■ Task ■
Return every line of the entries that contains the word "upper".

■ Materials provided ■
◆ ◆ ◆
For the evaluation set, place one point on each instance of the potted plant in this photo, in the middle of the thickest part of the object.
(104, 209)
◆ ◆ ◆
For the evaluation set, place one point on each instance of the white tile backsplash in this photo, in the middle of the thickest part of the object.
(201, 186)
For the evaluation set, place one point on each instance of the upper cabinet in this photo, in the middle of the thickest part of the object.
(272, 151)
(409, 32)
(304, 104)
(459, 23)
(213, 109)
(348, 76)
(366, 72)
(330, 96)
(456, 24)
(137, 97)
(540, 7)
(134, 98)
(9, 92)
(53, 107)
◆ ◆ ◆
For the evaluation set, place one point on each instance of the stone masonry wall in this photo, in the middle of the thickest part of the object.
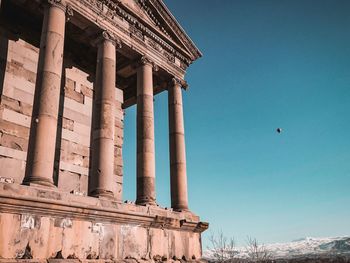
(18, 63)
◆ ◆ ◆
■ Right answer ■
For the evaluation set, place one point on each instance of the upper cabinet in this photo, in the middle of the thickest part of the object.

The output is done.